Source:

++++++++++++++++++++

Grandmaster Yoda said:


> This ain't a game.


Its also not about politics.


----------



## beth x (Mar 4, 2010)

Grandmaster Yoda said:


> This ain't a game.


Everyone's a pedant.


----------



## Somniorum (Oct 7, 2010)

I don't feel stigmatised, particularly as nobody who knows me knows about it, aside from folk online. Nobody online I know seems to care particularly. I think one or two people I know offline suspect (not that I know many people offline), but I find it easy enough to not talk about it. If I found I *had* to, well, that'd be awkward surely, but fuck it (...figuratively), right? I don't make things easy for folk who try to taunt me (in the sense that I seem unflappable to many, even if I'm flapping right the fuck out internally). 

Greater upset for me is simply my inability (or great difficulty) in having relationships altogether (and, connected with that, sorting out my life)... I can get pretty morose when I think about how so many people seem to have such an easy time getting into relationships, or going about and seeing all the cute couples together and always being alone myself. : / 

And that's really the thing - externally, not an issue because people generally don't know me, and I don't open up much. Everything is going on internally with me. I really want to have someone I can be *physical* and sexual with, and it's kinda killing me a bit inside that I never do. Increasingly worrying is that I'm far from being a kid anymore (35!), so it's kind of hard to not see this just going on the same till the end, really.

++++++++++++++++++++

Listing:
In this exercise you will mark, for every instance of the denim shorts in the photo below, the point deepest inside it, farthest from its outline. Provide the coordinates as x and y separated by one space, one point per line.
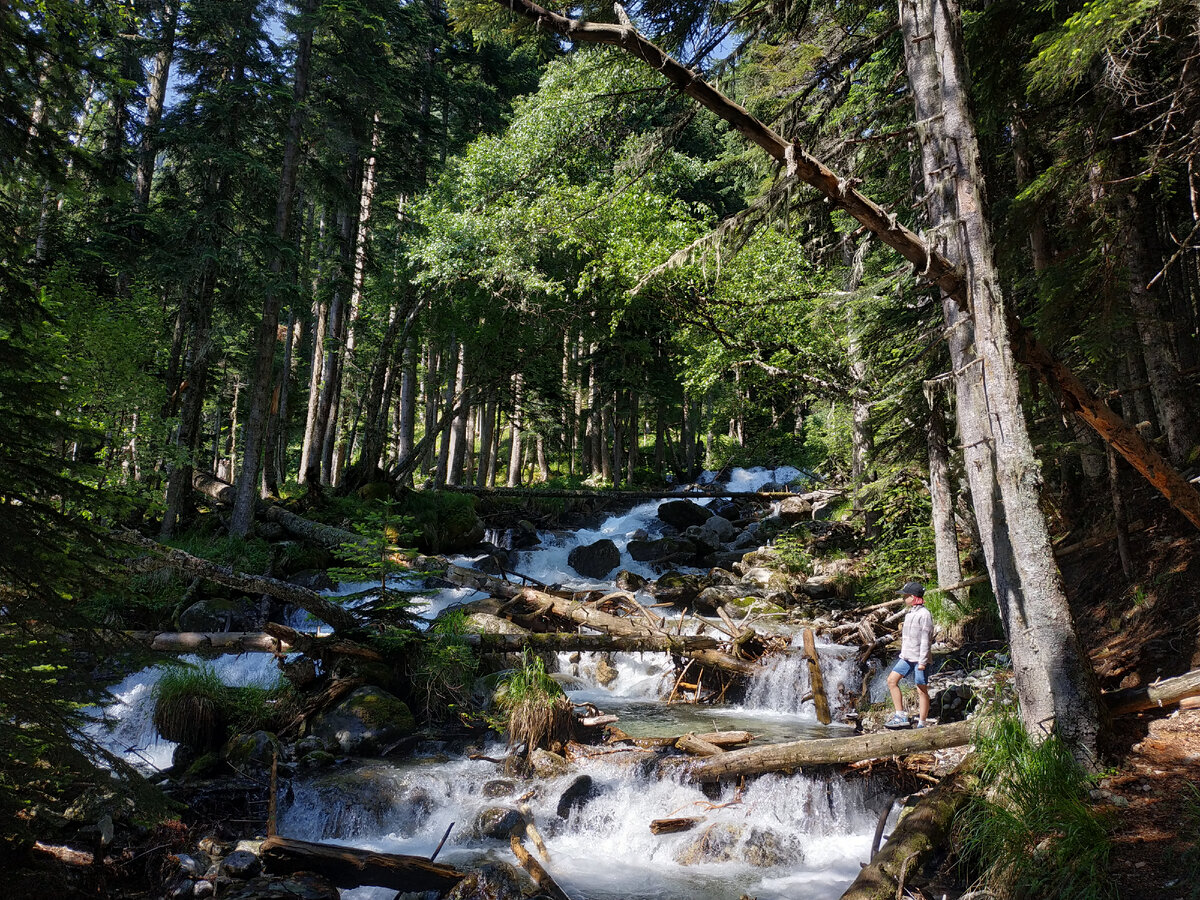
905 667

++++++++++++++++++++

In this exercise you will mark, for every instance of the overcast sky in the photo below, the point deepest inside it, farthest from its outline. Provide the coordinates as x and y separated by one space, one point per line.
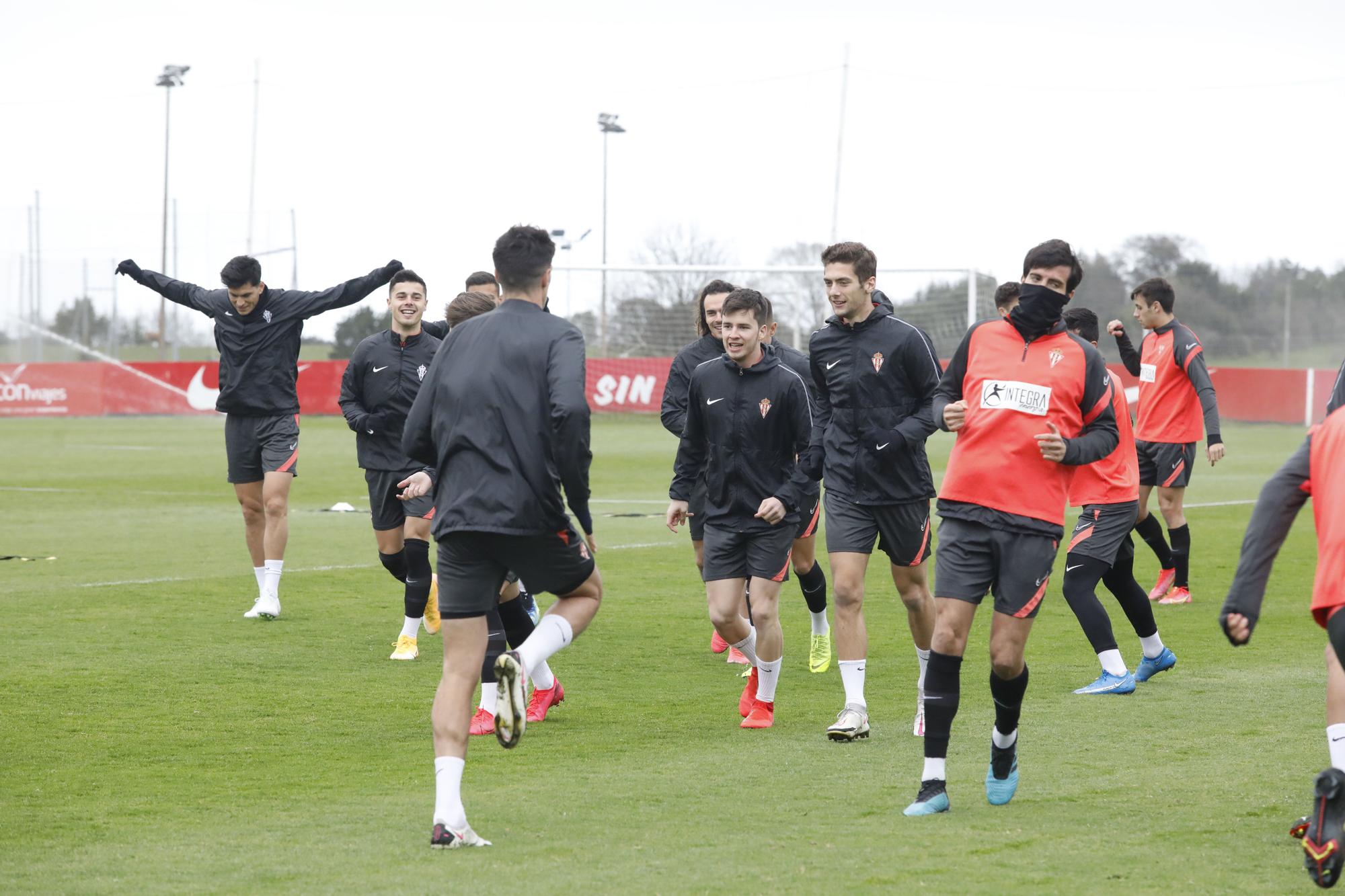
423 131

++++++++++++++++++++

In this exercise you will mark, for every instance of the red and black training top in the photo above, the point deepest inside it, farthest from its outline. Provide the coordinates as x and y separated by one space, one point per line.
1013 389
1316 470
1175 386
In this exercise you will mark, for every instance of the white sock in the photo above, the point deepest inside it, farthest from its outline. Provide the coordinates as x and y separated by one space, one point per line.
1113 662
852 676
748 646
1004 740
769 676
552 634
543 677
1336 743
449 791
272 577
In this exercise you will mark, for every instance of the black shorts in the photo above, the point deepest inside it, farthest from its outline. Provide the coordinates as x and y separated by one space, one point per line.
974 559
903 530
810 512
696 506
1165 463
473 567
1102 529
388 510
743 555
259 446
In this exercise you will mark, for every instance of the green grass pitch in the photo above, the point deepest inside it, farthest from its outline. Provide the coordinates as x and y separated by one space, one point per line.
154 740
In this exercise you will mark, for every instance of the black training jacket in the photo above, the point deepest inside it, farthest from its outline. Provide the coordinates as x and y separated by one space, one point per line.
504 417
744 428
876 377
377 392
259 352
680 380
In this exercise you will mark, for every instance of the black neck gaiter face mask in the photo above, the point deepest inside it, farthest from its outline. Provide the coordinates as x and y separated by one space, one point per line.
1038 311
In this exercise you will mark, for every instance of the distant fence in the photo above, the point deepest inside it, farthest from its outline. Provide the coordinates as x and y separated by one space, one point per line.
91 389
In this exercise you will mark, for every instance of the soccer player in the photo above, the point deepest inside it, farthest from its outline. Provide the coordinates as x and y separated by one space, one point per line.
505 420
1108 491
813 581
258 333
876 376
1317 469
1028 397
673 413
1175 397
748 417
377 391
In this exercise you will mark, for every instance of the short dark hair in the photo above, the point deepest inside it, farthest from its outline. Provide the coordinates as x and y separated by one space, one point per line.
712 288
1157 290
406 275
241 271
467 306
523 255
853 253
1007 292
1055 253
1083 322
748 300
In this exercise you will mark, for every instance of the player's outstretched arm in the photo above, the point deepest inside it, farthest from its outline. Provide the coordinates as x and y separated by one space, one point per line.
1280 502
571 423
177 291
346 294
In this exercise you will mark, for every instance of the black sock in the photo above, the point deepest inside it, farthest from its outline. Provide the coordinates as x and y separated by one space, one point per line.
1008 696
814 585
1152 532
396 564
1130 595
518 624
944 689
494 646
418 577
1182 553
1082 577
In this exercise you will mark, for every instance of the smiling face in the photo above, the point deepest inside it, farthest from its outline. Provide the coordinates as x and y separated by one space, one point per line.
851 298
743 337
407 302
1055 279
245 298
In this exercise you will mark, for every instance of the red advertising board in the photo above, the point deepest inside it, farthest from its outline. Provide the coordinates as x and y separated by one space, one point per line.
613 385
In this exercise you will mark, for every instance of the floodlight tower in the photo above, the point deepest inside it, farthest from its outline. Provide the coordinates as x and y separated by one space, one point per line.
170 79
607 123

++++++++++++++++++++

Stated exercise 1:
In the forum thread about feeling stigmatized, what age does Somniorum say they are?
Stated exercise 2:
Continue the forum thread about feeling stigmatized and alone from the point where it stops.

Written reply 1:
35

Written reply 2:
I know *some* women seem interested in me, but I can't manage to break past my ferocious introversion and my other little hang-ups. I remain hopeful, but somewhat doubtful. : / 

Ultimately, it's just really disappointing.

(while nobody ever directly targets me, it does depress me somewhat when I hear people talking about people *like* me - in person, or, for that matter, here in perc I've seen it a number of times - and implying or outright saying I'm a loser. THAT SAID, I don't think virgin teasing is anything near as bad as slut shaming is - I mean, seriously, I've never once heard of virgins being genuinely harmed for this, but slut shaming roots directly in vicious practices, including sometimes murder. I'm *way* better off than someone who's being slut-shamed!)


----------



## Wolf (Mar 20, 2016)

EddyNash said:


> Being an adult virgin.


I mean, I guess I'm an adult virgin, even though personally I don't really feel like an adult. I'm only 19 anyhow, so I'm much less of an adult by comparison to say, Gen Y folk. 

I'll still answer anyways, because technically-speaking, I am a young-adult. 



> Whats it feel like,


It's just the abscence of a particular experience as far as I can tell. I guess that I feel different than some of my peers in one way or another, but it's nothing too major. 



> do you feel stigmatized for it,


Not very often, but maybe rarely to a certain extent. Some people are condescending about it, but I think that most people, or at least the few that I surround myself with, aren't really concerned with my virginity.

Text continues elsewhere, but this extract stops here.